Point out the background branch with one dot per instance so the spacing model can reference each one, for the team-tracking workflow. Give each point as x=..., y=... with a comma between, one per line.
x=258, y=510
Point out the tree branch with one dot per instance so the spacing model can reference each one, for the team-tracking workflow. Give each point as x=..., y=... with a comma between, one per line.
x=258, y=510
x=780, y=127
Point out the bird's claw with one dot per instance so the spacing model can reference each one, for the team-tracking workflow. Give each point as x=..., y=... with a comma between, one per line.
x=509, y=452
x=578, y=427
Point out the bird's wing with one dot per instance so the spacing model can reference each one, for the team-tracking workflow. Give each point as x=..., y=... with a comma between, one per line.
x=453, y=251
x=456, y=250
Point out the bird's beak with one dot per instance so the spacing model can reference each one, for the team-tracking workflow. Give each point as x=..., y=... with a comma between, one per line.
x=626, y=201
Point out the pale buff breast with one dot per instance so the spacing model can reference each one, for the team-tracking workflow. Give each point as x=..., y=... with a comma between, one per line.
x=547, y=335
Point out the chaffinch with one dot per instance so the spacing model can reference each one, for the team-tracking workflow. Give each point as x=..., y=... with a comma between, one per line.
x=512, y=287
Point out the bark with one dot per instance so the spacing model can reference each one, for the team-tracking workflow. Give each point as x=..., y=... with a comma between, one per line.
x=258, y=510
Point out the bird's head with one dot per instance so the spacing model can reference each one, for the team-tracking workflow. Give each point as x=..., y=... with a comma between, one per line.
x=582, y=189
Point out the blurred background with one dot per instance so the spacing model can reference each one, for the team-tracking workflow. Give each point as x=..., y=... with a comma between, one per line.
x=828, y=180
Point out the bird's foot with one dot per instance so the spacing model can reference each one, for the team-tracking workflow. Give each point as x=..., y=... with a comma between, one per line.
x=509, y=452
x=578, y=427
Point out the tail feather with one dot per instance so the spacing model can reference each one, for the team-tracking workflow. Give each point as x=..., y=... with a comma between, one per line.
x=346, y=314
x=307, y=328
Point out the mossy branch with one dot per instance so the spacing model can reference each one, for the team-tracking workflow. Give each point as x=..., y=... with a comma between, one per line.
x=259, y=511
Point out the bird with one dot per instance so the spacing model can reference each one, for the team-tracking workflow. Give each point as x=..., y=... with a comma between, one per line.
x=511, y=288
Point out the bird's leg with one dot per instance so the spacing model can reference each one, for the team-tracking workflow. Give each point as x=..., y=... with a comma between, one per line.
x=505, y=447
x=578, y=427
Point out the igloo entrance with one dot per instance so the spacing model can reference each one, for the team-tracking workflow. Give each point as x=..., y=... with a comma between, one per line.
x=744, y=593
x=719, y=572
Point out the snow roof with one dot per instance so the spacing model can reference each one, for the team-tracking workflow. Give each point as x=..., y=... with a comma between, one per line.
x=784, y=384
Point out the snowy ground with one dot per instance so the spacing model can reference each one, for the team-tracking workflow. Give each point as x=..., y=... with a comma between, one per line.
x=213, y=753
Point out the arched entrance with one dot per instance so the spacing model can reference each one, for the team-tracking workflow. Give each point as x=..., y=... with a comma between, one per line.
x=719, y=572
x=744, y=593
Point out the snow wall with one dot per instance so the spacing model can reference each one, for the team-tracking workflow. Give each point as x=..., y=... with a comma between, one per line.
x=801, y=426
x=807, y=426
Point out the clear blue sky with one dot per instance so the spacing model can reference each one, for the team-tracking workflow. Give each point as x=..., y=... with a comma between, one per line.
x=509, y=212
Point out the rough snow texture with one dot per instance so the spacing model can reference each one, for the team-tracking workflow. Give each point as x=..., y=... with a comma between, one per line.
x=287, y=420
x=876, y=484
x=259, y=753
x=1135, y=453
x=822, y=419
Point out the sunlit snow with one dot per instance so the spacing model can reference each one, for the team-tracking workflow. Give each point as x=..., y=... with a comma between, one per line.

_ _ _

## WHAT NEEDS TO BE DONE
Swap "chaffinch" for "finch" in the data from the line with "Point out the pale" up to and including the line with "x=512, y=287", and give back only those lines with nothing else changed.

## EXERCISE ANSWER
Point out the pale buff breast with one dot per instance so the spacing model can reference each one, for the team-tracking workflow. Give each point as x=..., y=... with a comma between, one per line.
x=547, y=335
Point out the finch with one dot per instance so the spacing model can reference each one, for the team-tracking workflow. Give each point as x=..., y=... with a comma between, one per line.
x=512, y=287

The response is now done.